> REQUEST: Write out, word for word, every line from the one containing "Indicate the sky" through the last line of the records below, both ends included.

ITEMS start

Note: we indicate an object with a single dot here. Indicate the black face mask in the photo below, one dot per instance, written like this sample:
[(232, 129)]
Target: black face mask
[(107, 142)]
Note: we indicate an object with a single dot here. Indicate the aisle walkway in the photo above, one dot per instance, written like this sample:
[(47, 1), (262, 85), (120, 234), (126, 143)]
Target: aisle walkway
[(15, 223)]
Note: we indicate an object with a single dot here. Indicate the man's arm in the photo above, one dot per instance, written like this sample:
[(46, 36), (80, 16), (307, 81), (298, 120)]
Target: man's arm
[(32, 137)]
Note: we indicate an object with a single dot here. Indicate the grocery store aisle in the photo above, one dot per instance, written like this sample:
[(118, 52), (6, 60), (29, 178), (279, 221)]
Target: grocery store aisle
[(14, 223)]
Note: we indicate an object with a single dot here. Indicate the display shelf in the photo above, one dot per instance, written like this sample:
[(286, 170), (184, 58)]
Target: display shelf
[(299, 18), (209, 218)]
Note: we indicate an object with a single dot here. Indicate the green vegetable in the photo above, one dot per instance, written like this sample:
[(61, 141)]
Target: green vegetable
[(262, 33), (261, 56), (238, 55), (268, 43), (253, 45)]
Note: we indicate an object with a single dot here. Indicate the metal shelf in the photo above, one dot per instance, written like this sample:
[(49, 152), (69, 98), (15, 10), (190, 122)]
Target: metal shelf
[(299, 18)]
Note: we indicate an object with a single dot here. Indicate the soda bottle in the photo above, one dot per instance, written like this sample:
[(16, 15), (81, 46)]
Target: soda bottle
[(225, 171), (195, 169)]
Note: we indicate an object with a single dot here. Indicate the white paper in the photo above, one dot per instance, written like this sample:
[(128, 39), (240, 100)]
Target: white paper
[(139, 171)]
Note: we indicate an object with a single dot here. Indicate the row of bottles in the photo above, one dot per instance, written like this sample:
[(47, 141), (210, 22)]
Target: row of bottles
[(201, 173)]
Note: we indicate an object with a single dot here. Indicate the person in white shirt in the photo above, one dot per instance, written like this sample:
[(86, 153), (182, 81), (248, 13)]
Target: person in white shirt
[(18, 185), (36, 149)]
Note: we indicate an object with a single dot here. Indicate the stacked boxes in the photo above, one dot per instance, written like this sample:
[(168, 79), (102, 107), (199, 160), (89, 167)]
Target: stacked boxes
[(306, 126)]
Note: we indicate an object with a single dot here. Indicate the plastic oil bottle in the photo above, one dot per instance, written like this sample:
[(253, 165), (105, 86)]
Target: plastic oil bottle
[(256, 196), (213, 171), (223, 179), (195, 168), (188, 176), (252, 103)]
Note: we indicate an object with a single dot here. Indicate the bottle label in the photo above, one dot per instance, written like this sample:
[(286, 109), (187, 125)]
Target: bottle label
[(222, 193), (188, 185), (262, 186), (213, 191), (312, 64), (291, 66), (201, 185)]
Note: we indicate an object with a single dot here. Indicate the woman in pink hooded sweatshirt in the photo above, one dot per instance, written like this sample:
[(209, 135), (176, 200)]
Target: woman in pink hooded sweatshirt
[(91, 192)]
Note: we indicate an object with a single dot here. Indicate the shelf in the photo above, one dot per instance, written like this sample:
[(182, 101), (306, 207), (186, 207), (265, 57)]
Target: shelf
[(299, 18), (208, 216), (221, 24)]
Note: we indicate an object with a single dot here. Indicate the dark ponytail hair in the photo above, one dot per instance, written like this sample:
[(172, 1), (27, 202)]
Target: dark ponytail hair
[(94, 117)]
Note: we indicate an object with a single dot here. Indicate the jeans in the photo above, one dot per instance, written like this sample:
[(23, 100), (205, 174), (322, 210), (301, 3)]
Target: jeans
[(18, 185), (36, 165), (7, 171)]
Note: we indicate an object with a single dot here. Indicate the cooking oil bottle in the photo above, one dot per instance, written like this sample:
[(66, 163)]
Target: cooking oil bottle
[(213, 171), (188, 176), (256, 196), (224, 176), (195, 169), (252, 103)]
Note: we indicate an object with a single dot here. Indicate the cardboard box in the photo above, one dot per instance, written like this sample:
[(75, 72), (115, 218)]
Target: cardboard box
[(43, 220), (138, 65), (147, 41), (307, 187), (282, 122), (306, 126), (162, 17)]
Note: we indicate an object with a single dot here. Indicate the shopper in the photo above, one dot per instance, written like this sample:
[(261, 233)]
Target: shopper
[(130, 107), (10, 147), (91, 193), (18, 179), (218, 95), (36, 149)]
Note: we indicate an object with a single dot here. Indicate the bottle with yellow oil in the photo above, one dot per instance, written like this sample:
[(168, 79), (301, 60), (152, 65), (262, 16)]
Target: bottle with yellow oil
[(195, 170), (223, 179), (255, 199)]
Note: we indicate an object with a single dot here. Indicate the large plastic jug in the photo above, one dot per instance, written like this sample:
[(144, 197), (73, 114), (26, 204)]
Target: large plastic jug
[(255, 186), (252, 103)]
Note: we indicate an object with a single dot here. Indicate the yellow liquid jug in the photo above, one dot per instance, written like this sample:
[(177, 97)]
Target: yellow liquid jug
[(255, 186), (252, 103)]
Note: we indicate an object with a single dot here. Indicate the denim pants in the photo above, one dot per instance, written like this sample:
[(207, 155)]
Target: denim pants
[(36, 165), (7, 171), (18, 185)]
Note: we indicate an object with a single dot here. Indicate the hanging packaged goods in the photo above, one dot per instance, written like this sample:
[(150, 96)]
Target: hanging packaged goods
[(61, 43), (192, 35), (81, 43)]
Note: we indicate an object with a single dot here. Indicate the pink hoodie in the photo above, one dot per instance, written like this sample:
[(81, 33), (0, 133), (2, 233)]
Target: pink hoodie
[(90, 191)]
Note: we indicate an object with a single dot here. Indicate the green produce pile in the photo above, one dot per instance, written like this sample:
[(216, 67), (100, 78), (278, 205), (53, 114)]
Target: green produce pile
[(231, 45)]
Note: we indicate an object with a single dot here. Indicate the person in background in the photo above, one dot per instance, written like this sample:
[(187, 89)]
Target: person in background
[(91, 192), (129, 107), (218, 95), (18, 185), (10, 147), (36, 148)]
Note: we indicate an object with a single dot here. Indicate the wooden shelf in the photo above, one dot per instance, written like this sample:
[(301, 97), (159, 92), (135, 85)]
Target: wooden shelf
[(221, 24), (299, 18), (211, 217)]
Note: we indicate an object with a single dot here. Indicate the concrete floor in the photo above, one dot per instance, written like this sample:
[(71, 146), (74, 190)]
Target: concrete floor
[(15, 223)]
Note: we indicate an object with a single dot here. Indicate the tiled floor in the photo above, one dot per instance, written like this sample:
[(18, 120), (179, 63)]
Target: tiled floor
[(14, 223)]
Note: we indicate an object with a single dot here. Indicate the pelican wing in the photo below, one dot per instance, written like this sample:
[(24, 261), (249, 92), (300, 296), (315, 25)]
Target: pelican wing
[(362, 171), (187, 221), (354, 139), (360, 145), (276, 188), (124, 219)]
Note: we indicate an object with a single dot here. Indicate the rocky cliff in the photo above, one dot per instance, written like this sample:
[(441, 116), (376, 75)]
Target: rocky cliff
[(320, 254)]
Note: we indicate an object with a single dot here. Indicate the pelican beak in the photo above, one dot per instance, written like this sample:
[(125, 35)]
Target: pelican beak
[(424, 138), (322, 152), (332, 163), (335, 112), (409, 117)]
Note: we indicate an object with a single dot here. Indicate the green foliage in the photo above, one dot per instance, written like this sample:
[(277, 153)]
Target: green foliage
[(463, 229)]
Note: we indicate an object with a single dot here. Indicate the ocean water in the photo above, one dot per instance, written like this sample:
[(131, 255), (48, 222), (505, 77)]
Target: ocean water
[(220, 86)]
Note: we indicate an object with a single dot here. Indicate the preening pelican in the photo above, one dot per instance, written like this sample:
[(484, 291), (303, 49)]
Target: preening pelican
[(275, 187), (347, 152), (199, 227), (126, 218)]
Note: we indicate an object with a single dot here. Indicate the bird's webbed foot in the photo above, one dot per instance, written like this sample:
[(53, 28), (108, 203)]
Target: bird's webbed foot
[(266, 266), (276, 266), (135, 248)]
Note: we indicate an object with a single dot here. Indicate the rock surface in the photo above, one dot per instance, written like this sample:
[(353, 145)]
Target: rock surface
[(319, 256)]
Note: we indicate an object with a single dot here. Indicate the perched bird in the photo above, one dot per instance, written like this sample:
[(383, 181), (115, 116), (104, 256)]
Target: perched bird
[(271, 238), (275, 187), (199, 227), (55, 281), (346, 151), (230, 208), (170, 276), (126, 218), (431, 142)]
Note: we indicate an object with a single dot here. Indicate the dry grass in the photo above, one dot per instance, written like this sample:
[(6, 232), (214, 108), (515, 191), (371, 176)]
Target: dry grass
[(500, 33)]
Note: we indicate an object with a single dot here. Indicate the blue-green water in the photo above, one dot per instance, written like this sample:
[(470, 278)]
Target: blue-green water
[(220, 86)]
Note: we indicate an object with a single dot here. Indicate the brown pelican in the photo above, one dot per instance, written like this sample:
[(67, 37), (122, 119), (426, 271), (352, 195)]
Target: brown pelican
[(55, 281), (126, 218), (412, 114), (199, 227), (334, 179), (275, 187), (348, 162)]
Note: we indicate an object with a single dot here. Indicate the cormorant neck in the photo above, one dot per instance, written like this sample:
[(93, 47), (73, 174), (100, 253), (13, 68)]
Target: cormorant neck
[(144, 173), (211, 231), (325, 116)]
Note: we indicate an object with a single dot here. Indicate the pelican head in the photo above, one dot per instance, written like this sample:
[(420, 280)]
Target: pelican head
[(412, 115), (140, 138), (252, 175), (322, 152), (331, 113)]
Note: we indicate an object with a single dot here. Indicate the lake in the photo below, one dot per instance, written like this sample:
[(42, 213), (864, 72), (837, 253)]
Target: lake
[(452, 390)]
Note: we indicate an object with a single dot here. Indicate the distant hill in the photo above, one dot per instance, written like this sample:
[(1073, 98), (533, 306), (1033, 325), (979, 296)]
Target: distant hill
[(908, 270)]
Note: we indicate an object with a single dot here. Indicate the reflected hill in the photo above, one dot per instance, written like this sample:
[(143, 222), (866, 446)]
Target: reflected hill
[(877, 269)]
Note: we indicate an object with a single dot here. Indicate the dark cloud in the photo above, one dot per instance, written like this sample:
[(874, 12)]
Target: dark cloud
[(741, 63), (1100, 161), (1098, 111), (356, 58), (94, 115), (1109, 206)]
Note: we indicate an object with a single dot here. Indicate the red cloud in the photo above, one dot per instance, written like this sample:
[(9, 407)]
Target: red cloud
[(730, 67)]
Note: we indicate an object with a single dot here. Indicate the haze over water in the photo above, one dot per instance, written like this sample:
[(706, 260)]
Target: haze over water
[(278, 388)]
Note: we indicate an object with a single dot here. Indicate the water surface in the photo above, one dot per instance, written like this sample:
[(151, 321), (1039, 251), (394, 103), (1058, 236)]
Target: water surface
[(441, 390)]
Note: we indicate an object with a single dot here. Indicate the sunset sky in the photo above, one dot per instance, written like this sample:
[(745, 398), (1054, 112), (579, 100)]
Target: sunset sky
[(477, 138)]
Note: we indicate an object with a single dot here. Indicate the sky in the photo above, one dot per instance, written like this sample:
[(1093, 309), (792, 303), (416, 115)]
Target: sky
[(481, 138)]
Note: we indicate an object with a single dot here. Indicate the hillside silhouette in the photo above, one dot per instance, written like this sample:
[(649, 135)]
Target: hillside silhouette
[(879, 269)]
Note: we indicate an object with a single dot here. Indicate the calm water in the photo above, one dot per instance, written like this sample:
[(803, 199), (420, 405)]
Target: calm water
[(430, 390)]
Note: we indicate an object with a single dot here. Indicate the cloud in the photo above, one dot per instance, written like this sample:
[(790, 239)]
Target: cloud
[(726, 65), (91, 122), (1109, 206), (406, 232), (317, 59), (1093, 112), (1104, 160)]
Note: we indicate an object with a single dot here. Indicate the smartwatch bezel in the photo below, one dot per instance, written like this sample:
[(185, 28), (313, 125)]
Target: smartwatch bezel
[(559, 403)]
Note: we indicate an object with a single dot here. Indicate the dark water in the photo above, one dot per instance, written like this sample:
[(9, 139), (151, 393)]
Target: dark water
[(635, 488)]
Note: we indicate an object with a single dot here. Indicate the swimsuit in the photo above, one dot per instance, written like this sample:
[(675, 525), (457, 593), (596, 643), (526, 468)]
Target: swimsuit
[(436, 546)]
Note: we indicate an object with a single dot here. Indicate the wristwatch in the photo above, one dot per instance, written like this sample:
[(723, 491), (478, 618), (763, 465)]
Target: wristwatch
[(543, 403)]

ITEMS end

> PROBLEM SOLUTION:
Note: we indicate an object with a single dot here. Indicate the sky in the photo above, one dot per instance, written like this sample:
[(1093, 309), (792, 303), (416, 115)]
Target: sky
[(481, 138)]
Note: we indicate an object with a single dot here. Indicate the hillside silhouette in the photo above, one dot per instance, written like this sample:
[(649, 135)]
Target: hillside silhouette
[(879, 269)]
Note: we indicate an object with a single dot here. Indicate the calm water in the photo above, one dot per instance, written like this sample:
[(803, 199), (420, 405)]
Target: calm water
[(430, 390)]
Note: we indicate an object with a single dot here. Indicate the cloud in the photo above, one dot per instance, written like this sample:
[(790, 239)]
Target: cloud
[(726, 65), (91, 122), (1109, 206), (406, 232), (317, 59), (1093, 112), (1104, 160)]
Note: we indicate an object with a single dot here. Indicate the smartwatch bezel in the photo below, one dot per instance, written like this sample:
[(185, 28), (313, 125)]
Target: smartwatch bezel
[(559, 403)]
Note: we indicate an object with a single dot here. Indicate the dark water in the photo above, one dot per instance, written like this sample:
[(9, 139), (151, 393)]
Target: dark water
[(635, 488)]
Note: we indicate an object with a single dot here. Indicate the swimsuit in the photo above, one dot per instance, written like this sample:
[(675, 525), (457, 593), (596, 643), (526, 468)]
Target: swimsuit
[(436, 546)]
Note: we indicate an object with a single dot here. Indicate the wristwatch in the photo above, one dot per instance, written like this sample:
[(723, 491), (478, 618), (763, 465)]
Target: wristwatch
[(543, 403)]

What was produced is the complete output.